## Passage:
------------------------

L’ondiste Christine Ott use de peu d’artifices pour vous prendre dans ses filets, mais ces Chimères (Pour Ondes Martenot) s’insinueront en vous pour ne plus vous quitter comme un ailleurs qui ne cesserait de se décloisonner.
A quoi ressemblerait le son qui vous constitue, vous ? A quoi ressemblerait votre pulsation vitale ? Par quelles ondes se traduiraient vos plus infimes angoisses et vos plus grands doutes ? Et si les accidents de la vie se prolongeaient et se métamorphosaient dans des formes sonores, quelque chose entre le bruit et la mélodie ? Et si le son pouvait être à la fois harmonieux, cristallin et cruel ? Si dans un souffle, un soupir pouvait cacher un cri, une larme ou toute autre chose ? Un impalpable mouvement qui échappe à la raison. Peut-être alors, le son au fond de moi ressemblerait aux stridences des Ondes Martenot entre chants de sirènes, cétacés amoureux et dérives délétères. Des notes qui ne disent rien mais qui disent tout.
Une musique ni complexe ni hermétique
N’y a-t-il pas plus disserte qu’une musique instrumentale prétendument muette ? Disserte car prétexte à toutes les interprétations. Christine Ott avec ce troisième album solo, Chimères (Pour Ondes Martenot) poursuit une oeuvre solo entamée avec Solitude Nomade (2009) et Only Silence Remains (2016) avec un geste résolument radical mais jamais dénuée d’une émotion de chaque instant. La dame ne choisit jamais entre émotion et expérimentation. Pourtant, jamais sa musique ne semble complexe ni hermétique. Pourtant, jamais la musicienne ne tombe dans la facilité ou la prévisibilité. La première prise de risque largement réussie réside assurément dans cette volonté à n’user que de son seul instrument étrange contrairement aux deux autres disques où certes les Ondes Martenot restaient la pièce centrale de l’instrumentation mais étaient accompagnées d’une belle orchestration de cordes. Ici la volonté tente à un minimalisme absolu. Pourtant c’est comme si mille instruments s’exprimaient comme des ondes qui se répercuteraient d’espace en espace.

------------------------

## Extraits de lignes:

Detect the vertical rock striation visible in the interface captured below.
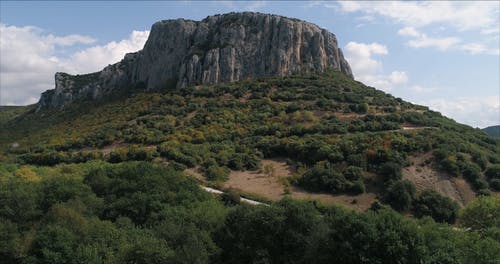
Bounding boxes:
[38,12,352,109]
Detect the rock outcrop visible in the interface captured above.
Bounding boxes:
[38,12,352,109]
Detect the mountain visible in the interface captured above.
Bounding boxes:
[482,125,500,138]
[38,12,352,110]
[0,13,500,264]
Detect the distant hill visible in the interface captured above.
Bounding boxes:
[0,71,500,214]
[482,125,500,138]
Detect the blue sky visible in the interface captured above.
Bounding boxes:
[0,1,500,127]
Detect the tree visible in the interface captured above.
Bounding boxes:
[413,190,459,224]
[458,194,500,231]
[384,180,416,212]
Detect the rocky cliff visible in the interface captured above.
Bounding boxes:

------------------------

## Consignes:
**A.** Relevez tous les titres d'albums de Christine Ott cités dans la critique.
**B.** D'après la critique, qu'est-ce qui accompagnait les Ondes Martenot sur les deux disques précédents ?
**C.** Transcrivez fidèlement la partie de la critique qui commence par « A quoi ressemblerait le » et se poursuit jusqu'à « qui disent tout. ».
Les lignes n'ont aucun rôle dans ce travail.

## Réponses finales:
**A.**
- Chimères (Pour Ondes Martenot)
- Solitude Nomade
- Only Silence Remains

**B.** Une belle orchestration de cordes.

**C.**
A quoi ressemblerait le son qui vous constitue, vous ? A quoi ressemblerait votre pulsation vitale ? Par quelles ondes se traduiraient vos plus infimes angoisses et vos plus grands doutes ? Et si les accidents de la vie se prolongeaient et se métamorphosaient dans des formes sonores, quelque chose entre le bruit et la mélodie ? Et si le son pouvait être à la fois harmonieux, cristallin et cruel ? Si dans un souffle, un soupir pouvait cacher un cri, une larme ou toute autre chose ? Un impalpable mouvement qui échappe à la raison. Peut-être alors, le son au fond de moi ressemblerait aux stridences des Ondes Martenot entre chants de sirènes, cétacés amoureux et dérives délétères. Des notes qui ne disent rien mais qui disent tout.